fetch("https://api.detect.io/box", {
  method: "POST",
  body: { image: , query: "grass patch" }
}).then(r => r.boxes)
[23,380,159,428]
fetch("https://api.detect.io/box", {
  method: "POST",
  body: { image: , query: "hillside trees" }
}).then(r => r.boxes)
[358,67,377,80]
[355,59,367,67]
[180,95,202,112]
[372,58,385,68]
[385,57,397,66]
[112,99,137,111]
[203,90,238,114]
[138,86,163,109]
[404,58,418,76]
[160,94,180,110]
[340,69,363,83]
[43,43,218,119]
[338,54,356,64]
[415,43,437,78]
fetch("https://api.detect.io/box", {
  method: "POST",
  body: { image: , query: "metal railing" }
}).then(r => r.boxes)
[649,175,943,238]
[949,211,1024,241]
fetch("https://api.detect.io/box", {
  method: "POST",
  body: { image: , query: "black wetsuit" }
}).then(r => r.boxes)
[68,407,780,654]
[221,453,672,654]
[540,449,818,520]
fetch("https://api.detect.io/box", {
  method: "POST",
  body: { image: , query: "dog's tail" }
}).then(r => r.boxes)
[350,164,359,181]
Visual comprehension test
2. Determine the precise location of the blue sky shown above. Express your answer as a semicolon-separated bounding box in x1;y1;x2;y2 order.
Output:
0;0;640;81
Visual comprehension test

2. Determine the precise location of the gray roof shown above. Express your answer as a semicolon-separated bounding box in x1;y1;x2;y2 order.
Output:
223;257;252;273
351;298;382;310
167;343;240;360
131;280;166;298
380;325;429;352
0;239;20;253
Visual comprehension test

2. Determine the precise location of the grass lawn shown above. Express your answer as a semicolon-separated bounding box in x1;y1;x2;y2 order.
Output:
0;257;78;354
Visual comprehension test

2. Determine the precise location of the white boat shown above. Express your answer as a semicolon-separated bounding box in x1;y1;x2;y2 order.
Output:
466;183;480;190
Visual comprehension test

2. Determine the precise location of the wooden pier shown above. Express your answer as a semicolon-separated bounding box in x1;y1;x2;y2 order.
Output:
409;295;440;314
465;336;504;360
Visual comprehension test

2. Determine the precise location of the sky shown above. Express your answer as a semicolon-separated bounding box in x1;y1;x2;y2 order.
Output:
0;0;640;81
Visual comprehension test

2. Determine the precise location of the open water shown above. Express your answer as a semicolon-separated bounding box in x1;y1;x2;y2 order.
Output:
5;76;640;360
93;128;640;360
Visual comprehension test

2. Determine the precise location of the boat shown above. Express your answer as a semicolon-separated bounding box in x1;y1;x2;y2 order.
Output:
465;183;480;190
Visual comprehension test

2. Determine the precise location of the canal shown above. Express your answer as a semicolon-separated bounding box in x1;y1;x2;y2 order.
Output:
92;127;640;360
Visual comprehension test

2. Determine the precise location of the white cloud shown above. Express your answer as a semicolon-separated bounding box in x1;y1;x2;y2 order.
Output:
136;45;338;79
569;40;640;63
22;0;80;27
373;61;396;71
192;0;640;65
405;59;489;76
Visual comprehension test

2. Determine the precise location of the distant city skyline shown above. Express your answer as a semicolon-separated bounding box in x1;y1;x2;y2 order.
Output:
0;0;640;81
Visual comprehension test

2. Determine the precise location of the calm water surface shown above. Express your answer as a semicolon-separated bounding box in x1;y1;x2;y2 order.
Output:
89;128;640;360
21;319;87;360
○ ○ ○ ○ ○
• [Brief]: Render every line of the rows above as a Markdown table with the columns Number and Text, numbering them in order and leaving out blank lines.

• [Solution]:
| Number | Text |
|---|---|
| 1 | fetch("https://api.detect.io/box", { |
| 2 |   method: "POST", |
| 3 |   body: { image: , query: "grass patch" } |
| 4 | }).then(r => r.boxes) |
| 5 | [23,380,159,428] |
| 6 | fetch("https://api.detect.io/box", { |
| 7 |   method: "POST", |
| 8 |   body: { image: , query: "hillside trees" } |
| 9 | }).then(r => r.boxes) |
| 10 | [358,67,377,80] |
| 11 | [355,59,367,67] |
| 12 | [180,95,202,112] |
| 13 | [372,58,385,68] |
| 14 | [385,57,397,66] |
| 15 | [112,99,137,111] |
| 16 | [203,90,238,114] |
| 17 | [138,86,163,109] |
| 18 | [404,58,418,76] |
| 19 | [160,94,180,110] |
| 20 | [340,69,363,83] |
| 21 | [43,43,218,119] |
| 22 | [338,54,356,64] |
| 23 | [415,43,437,78] |
| 24 | fetch("https://api.detect.io/box", { |
| 25 |   method: "POST", |
| 26 |   body: { image: , query: "metal railing" } |
| 27 | }).then(r => r.boxes) |
| 28 | [649,175,943,238] |
| 29 | [949,211,1024,241] |
| 30 | fetch("https://api.detect.io/box", { |
| 31 |   method: "POST", |
| 32 |   body: { image: , query: "black wetsuit" } |
| 33 | }).then(r => r.boxes) |
| 34 | [68,407,780,654] |
| 35 | [221,453,672,654] |
| 36 | [540,449,818,520] |
| 37 | fetch("https://api.detect.io/box", { |
| 38 |   method: "POST", |
| 39 |   body: { image: , query: "dog's tail" } |
| 40 | }).then(r => r.boxes) |
| 41 | [350,164,359,181] |
| 42 | Visual comprehension test |
| 43 | 2. Determine the precise location of the blue sky shown above. Express your answer as a semicolon-separated bounding box in x1;y1;x2;y2 order. |
| 44 | Output: |
| 45 | 0;0;640;81 |
| 46 | Visual comprehension test |
| 47 | 2. Determine the precise location of the gray roof shown above. Express your answer as a semicolon-separated bounding box in x1;y1;x2;y2 order. |
| 48 | Output: |
| 49 | 223;257;252;273 |
| 50 | 351;298;382;310 |
| 51 | 167;343;240;360 |
| 52 | 131;280;166;298 |
| 53 | 380;325;429;352 |
| 54 | 0;239;20;253 |
| 55 | Visual comprehension test |
| 56 | 2. Determine the precise location of the grass lawn shown above. Express your answer as a semicolon-separated bounding box in x1;y1;x2;y2 order. |
| 57 | Output: |
| 58 | 0;257;78;354 |
| 59 | Visual comprehension test |
| 60 | 2. Determine the precise location of the white boat shown above. Express your answer as a semicolon-separated bounding box in x1;y1;x2;y2 order. |
| 61 | Output: |
| 62 | 466;183;480;190 |
| 63 | Visual comprehension test |
| 64 | 2. Determine the precise location of the wooden pier shown above. Express your answer as a semicolon-separated bounding box in x1;y1;x2;y2 order. |
| 65 | Output: |
| 66 | 409;295;440;314 |
| 67 | 465;336;504;360 |
| 68 | Visual comprehension test |
| 69 | 2. Determine the precise location of the sky shown above. Express your answer as a semicolon-separated bounding box in x1;y1;x2;y2 order. |
| 70 | Output: |
| 71 | 0;0;640;81 |
| 72 | Visual comprehension test |
| 73 | 2. Determine the precise location of the open water shown above. Express your answer as a semicolon-separated bounding box in x1;y1;x2;y2 order. |
| 74 | Output: |
| 75 | 5;76;640;360 |
| 76 | 93;128;640;360 |
| 77 | Visual comprehension test |
| 78 | 2. Determine the precise location of the boat shown above. Express your answer as a semicolon-separated bounding box in x1;y1;x2;y2 order. |
| 79 | Output: |
| 80 | 465;183;480;190 |
| 81 | Visual comprehension test |
| 82 | 2. Determine the precise location of the canal shown above. Express your answer as a semicolon-separated bounding box in x1;y1;x2;y2 order. |
| 83 | Output: |
| 84 | 92;127;640;360 |
| 85 | Visual comprehension test |
| 86 | 2. Determine the precise location of the white cloud shown above. Express your answer as a semicolon-separated bounding box in x1;y1;x2;y2 order. |
| 87 | Output: |
| 88 | 136;45;338;79 |
| 89 | 569;40;640;63 |
| 90 | 22;0;80;27 |
| 91 | 373;61;396;71 |
| 92 | 192;0;640;65 |
| 93 | 405;59;489;76 |
| 94 | Visual comprehension test |
| 95 | 2. Determine the precise location of the distant city skyline shown above. Express your answer as a semicolon-separated bounding box in x1;y1;x2;y2 order. |
| 96 | Output: |
| 97 | 0;0;640;81 |
| 98 | Visual comprehension test |
| 99 | 2. Determine the precise location of the calm water surface shown above. Express your answer as a semicolon-separated bounding box in x1;y1;x2;y2 order. |
| 100 | Output: |
| 101 | 89;128;640;360 |
| 102 | 21;319;87;360 |